Saved entries:
┏━━

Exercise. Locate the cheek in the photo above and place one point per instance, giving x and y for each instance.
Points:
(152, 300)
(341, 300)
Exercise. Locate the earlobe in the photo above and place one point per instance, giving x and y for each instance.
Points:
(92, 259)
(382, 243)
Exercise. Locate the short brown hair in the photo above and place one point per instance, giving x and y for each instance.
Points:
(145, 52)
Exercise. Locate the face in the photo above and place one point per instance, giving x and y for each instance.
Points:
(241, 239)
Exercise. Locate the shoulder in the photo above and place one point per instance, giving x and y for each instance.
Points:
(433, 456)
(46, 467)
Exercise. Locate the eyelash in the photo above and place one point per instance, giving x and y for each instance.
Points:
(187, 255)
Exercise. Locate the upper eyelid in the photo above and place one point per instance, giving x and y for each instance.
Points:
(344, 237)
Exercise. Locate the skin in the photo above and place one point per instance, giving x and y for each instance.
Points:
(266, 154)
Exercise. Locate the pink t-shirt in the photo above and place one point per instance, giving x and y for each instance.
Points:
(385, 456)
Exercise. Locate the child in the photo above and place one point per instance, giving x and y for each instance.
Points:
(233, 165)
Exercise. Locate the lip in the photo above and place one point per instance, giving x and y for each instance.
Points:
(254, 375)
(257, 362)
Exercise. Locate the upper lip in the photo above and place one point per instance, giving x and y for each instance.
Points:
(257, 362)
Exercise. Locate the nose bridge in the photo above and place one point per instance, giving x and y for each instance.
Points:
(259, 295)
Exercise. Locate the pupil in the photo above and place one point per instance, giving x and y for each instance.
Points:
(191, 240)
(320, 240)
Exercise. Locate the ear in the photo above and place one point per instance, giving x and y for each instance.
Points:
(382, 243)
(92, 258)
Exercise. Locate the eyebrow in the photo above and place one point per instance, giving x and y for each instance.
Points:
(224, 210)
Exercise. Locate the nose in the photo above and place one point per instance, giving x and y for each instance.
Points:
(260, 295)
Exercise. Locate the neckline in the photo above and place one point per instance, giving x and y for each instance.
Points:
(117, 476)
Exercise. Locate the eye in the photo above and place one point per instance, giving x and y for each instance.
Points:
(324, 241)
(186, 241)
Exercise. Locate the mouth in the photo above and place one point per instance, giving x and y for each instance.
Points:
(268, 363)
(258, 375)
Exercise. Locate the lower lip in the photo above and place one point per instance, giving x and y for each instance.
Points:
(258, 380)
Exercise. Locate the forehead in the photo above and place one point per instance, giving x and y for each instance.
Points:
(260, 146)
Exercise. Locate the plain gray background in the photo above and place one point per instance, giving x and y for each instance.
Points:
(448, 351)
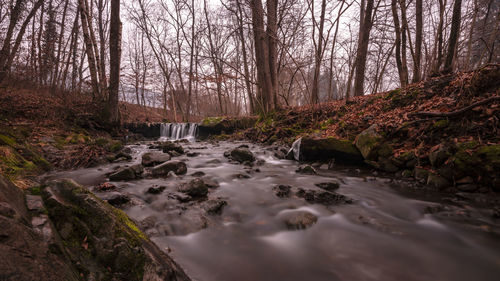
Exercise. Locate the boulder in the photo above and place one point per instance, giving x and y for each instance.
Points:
(241, 155)
(127, 173)
(195, 188)
(223, 125)
(296, 220)
(371, 144)
(328, 186)
(154, 158)
(168, 147)
(215, 206)
(343, 151)
(116, 198)
(438, 156)
(105, 186)
(156, 189)
(437, 181)
(323, 197)
(282, 190)
(198, 174)
(178, 167)
(101, 241)
(25, 253)
(306, 169)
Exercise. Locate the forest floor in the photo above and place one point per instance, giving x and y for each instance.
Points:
(40, 131)
(453, 118)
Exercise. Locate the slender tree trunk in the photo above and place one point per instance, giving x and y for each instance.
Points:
(418, 43)
(89, 49)
(318, 55)
(454, 33)
(363, 50)
(439, 60)
(5, 66)
(114, 55)
(245, 59)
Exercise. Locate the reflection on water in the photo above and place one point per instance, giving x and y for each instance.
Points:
(381, 236)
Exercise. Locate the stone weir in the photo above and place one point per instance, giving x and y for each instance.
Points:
(207, 127)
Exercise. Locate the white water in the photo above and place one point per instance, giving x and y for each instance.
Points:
(296, 149)
(177, 131)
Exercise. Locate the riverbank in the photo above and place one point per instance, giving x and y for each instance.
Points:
(443, 131)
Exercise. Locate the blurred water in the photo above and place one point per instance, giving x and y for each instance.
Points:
(383, 235)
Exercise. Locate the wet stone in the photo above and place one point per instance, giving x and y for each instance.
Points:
(154, 158)
(215, 206)
(328, 186)
(299, 220)
(105, 186)
(156, 189)
(306, 169)
(241, 155)
(178, 167)
(34, 203)
(198, 174)
(241, 176)
(117, 199)
(282, 190)
(195, 188)
(323, 197)
(192, 154)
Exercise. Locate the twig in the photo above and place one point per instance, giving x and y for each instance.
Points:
(454, 113)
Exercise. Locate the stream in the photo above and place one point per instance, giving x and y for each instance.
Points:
(388, 232)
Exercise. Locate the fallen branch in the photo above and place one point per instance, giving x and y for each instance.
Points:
(454, 113)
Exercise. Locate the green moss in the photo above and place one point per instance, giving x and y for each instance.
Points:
(392, 93)
(5, 140)
(115, 146)
(35, 190)
(211, 121)
(440, 124)
(101, 142)
(467, 145)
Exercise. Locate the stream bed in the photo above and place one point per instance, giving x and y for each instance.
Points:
(386, 231)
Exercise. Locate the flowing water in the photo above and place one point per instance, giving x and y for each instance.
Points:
(177, 131)
(383, 235)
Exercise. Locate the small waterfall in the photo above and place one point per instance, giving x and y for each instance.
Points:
(296, 149)
(177, 131)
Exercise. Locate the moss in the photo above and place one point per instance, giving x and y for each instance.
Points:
(440, 124)
(35, 190)
(101, 142)
(115, 146)
(392, 93)
(5, 140)
(467, 145)
(211, 121)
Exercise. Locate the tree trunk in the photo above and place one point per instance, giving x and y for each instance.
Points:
(454, 33)
(318, 55)
(397, 29)
(418, 43)
(245, 59)
(363, 50)
(89, 49)
(114, 60)
(262, 56)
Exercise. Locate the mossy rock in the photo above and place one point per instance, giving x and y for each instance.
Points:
(6, 140)
(343, 151)
(437, 181)
(101, 240)
(211, 121)
(440, 124)
(371, 144)
(223, 125)
(439, 156)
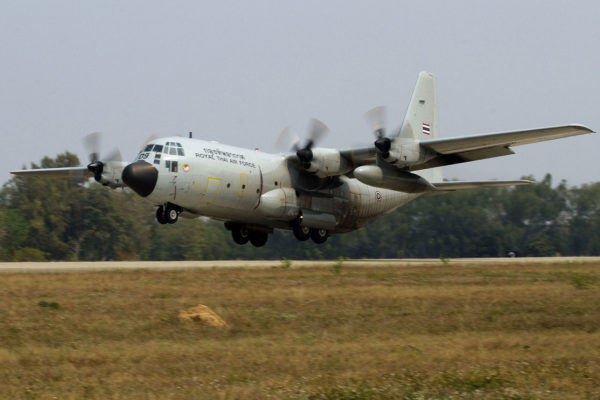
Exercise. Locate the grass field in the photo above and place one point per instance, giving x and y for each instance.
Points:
(431, 332)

┗━━

= What this task involves =
Pull every line containing "nose" out of the entries.

= Your response =
Exercise. Locate the nose bridge in the photo above and place one point per instance, giving x and y for each instance.
Exercise. Locate the nose in the photo above and place one point per instance, giving x and y for each instance.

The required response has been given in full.